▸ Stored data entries
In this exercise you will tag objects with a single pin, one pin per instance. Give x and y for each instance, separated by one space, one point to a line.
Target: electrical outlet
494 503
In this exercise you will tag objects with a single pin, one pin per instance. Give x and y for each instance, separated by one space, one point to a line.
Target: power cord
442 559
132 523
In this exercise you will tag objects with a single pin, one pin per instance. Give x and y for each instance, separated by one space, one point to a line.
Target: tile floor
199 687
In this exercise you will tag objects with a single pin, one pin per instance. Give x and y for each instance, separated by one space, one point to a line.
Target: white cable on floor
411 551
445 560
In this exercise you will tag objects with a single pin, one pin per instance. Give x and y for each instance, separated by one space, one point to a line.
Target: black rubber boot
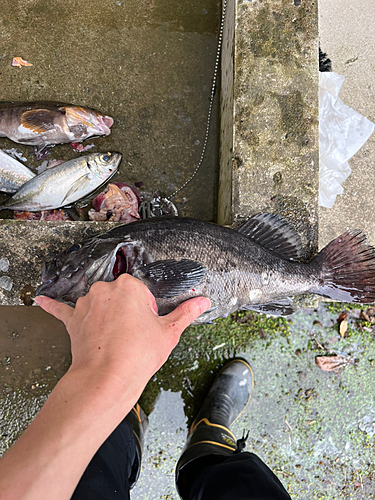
139 424
210 432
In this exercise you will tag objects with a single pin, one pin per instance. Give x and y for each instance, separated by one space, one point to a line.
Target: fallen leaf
342 316
332 363
18 62
368 315
343 328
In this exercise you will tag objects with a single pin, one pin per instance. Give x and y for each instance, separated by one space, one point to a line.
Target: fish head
87 122
104 165
70 274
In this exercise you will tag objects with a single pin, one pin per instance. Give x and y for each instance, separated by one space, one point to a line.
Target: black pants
239 477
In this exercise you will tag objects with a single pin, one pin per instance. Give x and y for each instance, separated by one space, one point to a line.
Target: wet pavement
315 429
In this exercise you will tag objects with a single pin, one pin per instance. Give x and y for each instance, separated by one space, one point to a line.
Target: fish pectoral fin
80 184
168 278
282 307
273 233
38 120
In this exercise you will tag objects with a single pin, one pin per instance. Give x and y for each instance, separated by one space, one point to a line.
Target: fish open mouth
120 266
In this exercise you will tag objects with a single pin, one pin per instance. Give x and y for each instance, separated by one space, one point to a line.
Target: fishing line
209 114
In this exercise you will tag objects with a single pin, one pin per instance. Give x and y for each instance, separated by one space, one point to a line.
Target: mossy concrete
269 112
314 429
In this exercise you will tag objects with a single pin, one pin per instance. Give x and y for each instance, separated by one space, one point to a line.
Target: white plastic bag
342 132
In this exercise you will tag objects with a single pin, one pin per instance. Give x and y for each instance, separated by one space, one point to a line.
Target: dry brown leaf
18 62
332 363
343 328
342 316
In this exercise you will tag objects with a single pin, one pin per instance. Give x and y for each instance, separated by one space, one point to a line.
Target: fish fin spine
346 269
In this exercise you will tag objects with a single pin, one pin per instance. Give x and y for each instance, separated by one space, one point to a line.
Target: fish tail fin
346 269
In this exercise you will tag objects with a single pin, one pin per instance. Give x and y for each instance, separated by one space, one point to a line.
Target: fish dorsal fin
38 120
281 307
273 233
80 184
168 278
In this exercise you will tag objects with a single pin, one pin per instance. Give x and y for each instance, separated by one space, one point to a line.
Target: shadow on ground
315 429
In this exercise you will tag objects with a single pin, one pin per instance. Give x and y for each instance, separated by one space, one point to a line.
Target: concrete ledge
269 114
17 285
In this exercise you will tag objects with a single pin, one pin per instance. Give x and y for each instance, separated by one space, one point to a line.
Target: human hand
116 332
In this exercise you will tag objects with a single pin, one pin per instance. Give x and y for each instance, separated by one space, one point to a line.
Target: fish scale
65 183
182 258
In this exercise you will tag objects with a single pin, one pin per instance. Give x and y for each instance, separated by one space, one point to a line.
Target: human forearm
51 456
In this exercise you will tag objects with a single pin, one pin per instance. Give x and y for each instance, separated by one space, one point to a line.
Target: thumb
61 311
186 313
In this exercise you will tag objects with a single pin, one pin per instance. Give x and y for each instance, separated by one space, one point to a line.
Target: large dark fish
48 123
245 268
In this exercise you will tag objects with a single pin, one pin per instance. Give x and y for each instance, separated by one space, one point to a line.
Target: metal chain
213 88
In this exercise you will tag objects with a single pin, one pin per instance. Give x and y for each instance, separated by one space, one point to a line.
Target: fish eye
106 157
73 248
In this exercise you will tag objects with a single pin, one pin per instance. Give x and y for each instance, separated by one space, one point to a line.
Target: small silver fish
64 184
13 174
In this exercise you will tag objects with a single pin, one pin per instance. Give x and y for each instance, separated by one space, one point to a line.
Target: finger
187 312
61 311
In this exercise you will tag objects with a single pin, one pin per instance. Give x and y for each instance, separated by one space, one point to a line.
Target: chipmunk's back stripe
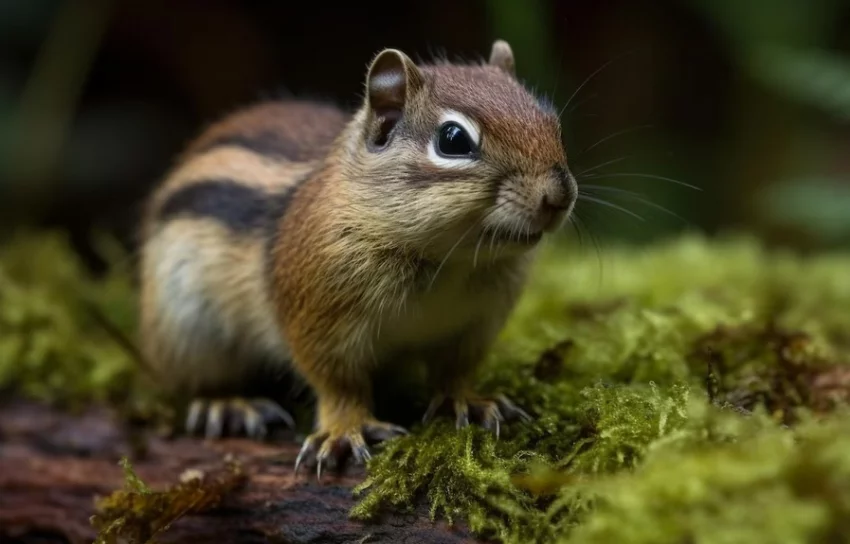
240 208
266 143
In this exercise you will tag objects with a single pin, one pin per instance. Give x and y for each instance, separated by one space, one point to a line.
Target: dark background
749 100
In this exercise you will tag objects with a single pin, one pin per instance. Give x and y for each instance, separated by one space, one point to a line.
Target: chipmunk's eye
454 141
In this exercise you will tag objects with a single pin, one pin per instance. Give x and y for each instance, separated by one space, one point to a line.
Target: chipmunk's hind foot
329 450
216 418
490 413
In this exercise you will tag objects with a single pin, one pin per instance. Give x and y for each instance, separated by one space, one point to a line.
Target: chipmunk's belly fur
434 314
207 311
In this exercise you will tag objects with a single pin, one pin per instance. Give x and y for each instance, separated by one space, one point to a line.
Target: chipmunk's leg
345 425
451 368
236 416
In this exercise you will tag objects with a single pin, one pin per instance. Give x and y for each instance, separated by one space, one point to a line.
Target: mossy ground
692 391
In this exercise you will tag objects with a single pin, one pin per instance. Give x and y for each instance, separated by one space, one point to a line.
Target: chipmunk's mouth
513 237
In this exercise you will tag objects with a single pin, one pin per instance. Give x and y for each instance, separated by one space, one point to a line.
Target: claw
490 413
435 404
308 448
238 417
330 450
462 412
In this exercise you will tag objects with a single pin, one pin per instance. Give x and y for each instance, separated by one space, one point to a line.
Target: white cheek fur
471 128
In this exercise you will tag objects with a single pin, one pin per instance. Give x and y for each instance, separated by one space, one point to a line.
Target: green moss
63 333
676 368
692 391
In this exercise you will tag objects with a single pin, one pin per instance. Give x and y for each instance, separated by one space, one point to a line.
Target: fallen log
54 464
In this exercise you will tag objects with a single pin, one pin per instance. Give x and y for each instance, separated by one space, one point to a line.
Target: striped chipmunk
291 235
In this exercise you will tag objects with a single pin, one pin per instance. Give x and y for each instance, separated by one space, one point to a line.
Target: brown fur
385 253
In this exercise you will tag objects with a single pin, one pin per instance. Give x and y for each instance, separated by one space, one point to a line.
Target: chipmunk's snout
557 201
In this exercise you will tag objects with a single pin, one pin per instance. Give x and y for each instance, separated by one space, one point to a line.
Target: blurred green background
749 101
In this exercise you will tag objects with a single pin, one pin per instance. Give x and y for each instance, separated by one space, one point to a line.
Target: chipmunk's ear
502 57
392 80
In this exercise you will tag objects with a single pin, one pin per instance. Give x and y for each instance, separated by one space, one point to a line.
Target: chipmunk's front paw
235 417
325 448
487 412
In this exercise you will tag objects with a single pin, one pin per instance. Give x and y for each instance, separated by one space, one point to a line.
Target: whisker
573 223
612 136
610 205
603 165
595 245
639 198
462 236
585 82
578 104
645 176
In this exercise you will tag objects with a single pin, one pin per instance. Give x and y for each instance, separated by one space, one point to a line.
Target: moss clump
693 391
768 485
689 357
138 514
65 336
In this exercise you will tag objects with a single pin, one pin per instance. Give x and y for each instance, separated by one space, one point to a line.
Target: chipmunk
293 234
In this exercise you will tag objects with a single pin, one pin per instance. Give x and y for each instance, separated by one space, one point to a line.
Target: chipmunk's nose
557 200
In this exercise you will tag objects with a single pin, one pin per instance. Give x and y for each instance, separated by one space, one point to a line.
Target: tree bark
53 464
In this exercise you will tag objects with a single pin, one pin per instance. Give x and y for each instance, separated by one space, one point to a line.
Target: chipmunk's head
459 155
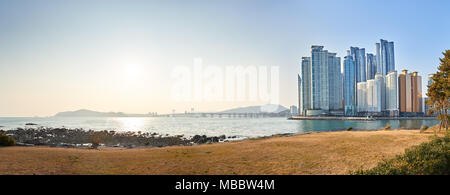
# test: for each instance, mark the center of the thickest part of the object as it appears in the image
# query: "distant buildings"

▸ Task to complete
Every line above should be copied exactly, apart from any pictures.

▸ Solution to this exercise
In this exercise you will tag objects with a single pin, one pin per instance. Give x and y for each instance, separated by one space, one point to a line.
Target: electrical outlet
494 503
In this exercise you will tag objects with a single pin, one pin per instance. Give x and y for each instance, separated by one space, one point to a line.
Target: power cord
442 559
132 523
In this exercise you will tag objects with a single pin, one pin per instance. Give x and y for each instance, separated by one space, one point to a line.
Target: tile floor
199 687
In this exercise you will tag objects with a single pin, one pin per instance. Give x and y for each instance, separated by one space, one point to a line.
Target: white cable on floor
411 551
445 560
In this exercise you will tag objects with a single pin, one pin per instance. Give x and y for each instance, separated by one space, one point to a line.
Target: black rubber boot
139 424
210 432
In this exercise you will tag objects with a single pin, one pin per instance. Give x and y for each instance, separated by one space, one point to a line.
Target: fallen leaf
342 316
332 363
18 62
368 315
343 328
In this exercise you will tag objects with a single pin, one pin per instance. Give x and y for each instance, separated by one space, one point to a line.
Target: fish head
87 122
104 165
70 274
In this exercise you will tag objects with a single pin, one pin per instance. Give x and y for each instance, separated by one space, one point to a line.
Target: black pants
239 477
In this exercise you will tag objects with a single pin, one pin per instance. Give x and y for each instance, separated by one space, one point to a line.
Target: wet pavement
315 429
In this exercise you will tag objects with a single pin, one pin per instance. Give x and y for each instance, separated by one space, one point to a line.
Target: fish pectoral fin
80 184
168 278
282 307
273 233
38 120
In this exercise you will tag objects with a single pin, one pin per instance. Give x and y for each instance, separated by one space, one point to a line.
Target: fish open mouth
120 266
In this exercise you will tag objects with a single pin, one pin per instance. Give x and y for each instance, separated by one space, one point to a line.
Target: fishing line
209 114
In this exercise you will tag objects with a single pin, one pin per instance. Give x and y for each instance, separated by one space, one point to a line.
Target: mossy concrete
269 112
314 429
In this exercise you will tag objects with a single pin, one pin per instance. Give x and y for each instance, separated by one space, one point to a line.
Target: white plastic bag
342 132
In this exercise you will tag objects with a single pin, one pin per instance. Give x and y for each instance, separated by one space, one point to a line.
Target: dry brown leaf
18 62
332 363
343 328
342 316
In this exercise you will tag objects with a single pin, one pin per instance. Give x and y for each instance, separated by one space, one point to a line.
Target: fish fin spine
346 269
In this exercise you will tag objects with a single pin, one pin per instance. Give x and y for each instance, separated by one space, one point to a line.
Target: fish tail fin
346 269
In this exercise you will tag objects with a single pin, one pin per instance. Give x and y for each instance, separated by one space, one point to a line.
Target: fish dorsal fin
38 120
281 307
273 233
80 184
168 278
In this exercise you will tag objects with a single pin, one pin per instance. Give x and y for each instance, separated by one space, one point to a line.
Target: shadow on ground
315 429
In this exercise you will tag objects with a single pin, one pin per instance. Give x and y for each instance, separated by one space, one point to a line.
Target: concrete ledge
269 114
17 285
In this exercise you will tag objects with a single pin, one pin per instance. Give x and y for each instance, separated by one space, one point to a line.
Target: human hand
116 332
In this exercise you will tag objects with a single pin, one pin per instance. Give x and y for each instance, separated by one space, one point to a line.
Target: fish scale
65 183
182 258
In this exercise you will tag objects with a single pin, one pin per instance. Give x and y for each instance, separated by one space, one point to a line.
Target: human forearm
51 456
In this exercise you will tag objects with a single pin, one pin per instance. Give x and y for each instance, separated by one space, one point to a line.
Target: thumb
61 311
186 313
In this exercise you will tag objects with a single pin, one pin per instance. Give x and y for each instance, separated by one space, one point to a line.
Target: large dark fish
48 123
245 268
In this exercise you will tag objects with a single pin, one pin per instance. Give x and y for each instance, separated by one space, one point to a line.
Target: metal chain
213 88
In this exercise you will tag objects with a single pin, one pin per instance. Give x and y for each instance, separated by one space, one point to a line.
Target: fish eye
106 157
73 248
In this exercise you will tag objects with a single pin, one pin per instance. Give x and y for each instance, separated by one space, one point to a line.
Target: small silver fish
64 184
13 174
In this exercise you will tag objects with a single pin, one pin per instance. Give x and y for each instance, separated by one space, one point to a line.
Target: finger
187 312
61 311
In this exercise you will tag objects with a single pin, one pin per instance. Give x and y for each instance, separated by one space, one point to a line.
Target: chipmunk's back stripe
240 208
266 143
In this exercise you will tag objects with a single pin, one pin per instance. Give x and y for each instance, separated by one space, one point to a line.
Target: dark background
749 100
In this exercise you will tag objects with a single pin, one pin per instance. Give x and y for each instance, separated by one space, one point to a line.
Target: chipmunk's eye
454 141
In this exercise you will tag objects with a single pin, one pin per instance. Give x and y for each instance, separated by one space, one point to a line.
Target: chipmunk's hind foot
329 450
216 418
490 413
In this exercise you will tag objects with a single pin, one pin per instance. Give x and y for each instance, separated by one space, one point to a line.
Target: chipmunk's belly fur
434 314
207 311
In this exercise you will tag objects with a single pin, one pin per instance. Give x and y for each instance, separated by one space, one point to a line.
Target: chipmunk's leg
345 425
451 368
236 416
In this exercise you will tag objects with a single pin, one pin per instance. Give x and y for each instance, separated by one space, one point to a line.
Target: mossy ground
692 391
In this exercise you will tag objects with a single pin, one pin per instance. Give x and y for each instance, separated by one space, one point to a line.
Target: chipmunk's mouth
513 237
In this exercise you will tag objects with a single pin, one pin per instance. Give x and y for each instance, separated by one space, one point to a line.
Target: claw
490 413
435 404
308 448
238 417
330 450
462 412
In this exercise you will tag objects with a single pin, one pin per instance. Give x and y for each instance, separated by one space, one point to a line.
Target: white cheek fur
471 128
In this exercise you will tag objects with a single pin, one pin per instance. Give x and y for each instance, separated by one space, one point to a line.
Target: green moss
63 333
676 368
692 391
In this exercise you will tag objects with a single pin, one pin per instance. Give x and y for each instance, separated by one space, one point to a line.
Target: fallen log
54 464
In this exercise you will tag objects with a single pin, one pin per instance. Give x and y for each instance, separated by one space, one point to a line.
Target: striped chipmunk
291 235
In this exercise you will tag objects with a single pin, one pin per instance. Give x and y for each instance, separated by one space, one point to a line.
Target: brown fur
385 253
In this exercise you will tag objects with a single pin, one pin per instance. Give x and y for each instance, separated by one space, one point to a line.
Target: chipmunk's snout
557 201
In this exercise you will tag objects with a single pin, one pin per instance. Give x and y for each instance, separated by one space, one point to a line.
Target: blurred green background
749 101
In this exercise you will tag objects with a single pin, one pin per instance. Give x and y for each instance, separated by one space, one point to a line.
Target: chipmunk's ear
502 57
392 80
In this exercise you will tag objects with a single pin, one pin per instance. Give x and y for each instance, separated by one space, one point to a line.
Target: chipmunk's front paw
235 417
325 448
487 412
In this exercise you will tag objects with a single pin, one pin per instance. Give x and y for each instance, separated by one space, one point to a line.
Target: whisker
573 223
612 136
610 205
603 165
595 245
639 198
462 236
585 82
578 104
645 176
In this exercise you will tag objects with a single pin, one pin per instance. Give x and y for each instance, separated by one space, one point to a line.
Target: moss clump
693 391
768 485
689 357
138 514
65 336
In this exercise you will tag objects with a single pin, one pin per instance. Give x and y for each instance, separated by one space, one point to a line.
Target: chipmunk
293 234
In this exercise you will tag objects with a single pin, one pin per instance. Give x and y for each instance, separated by one space, one point to a line.
Target: chipmunk's nose
557 200
In this exercise you will tag objects with a single pin, one pin per instance. Give x and y for each instance, separated by one space, one point to a line.
Target: tree bark
53 464
In this exercise you will tag objects with a single pin, one pin per instance. Give x and y for each instance, separated by one space, one point to a line.
Target: chipmunk's head
459 155
# test: for each instance, mark the center of the thickest part of the object as it appears in the image
# query: "distant buildings"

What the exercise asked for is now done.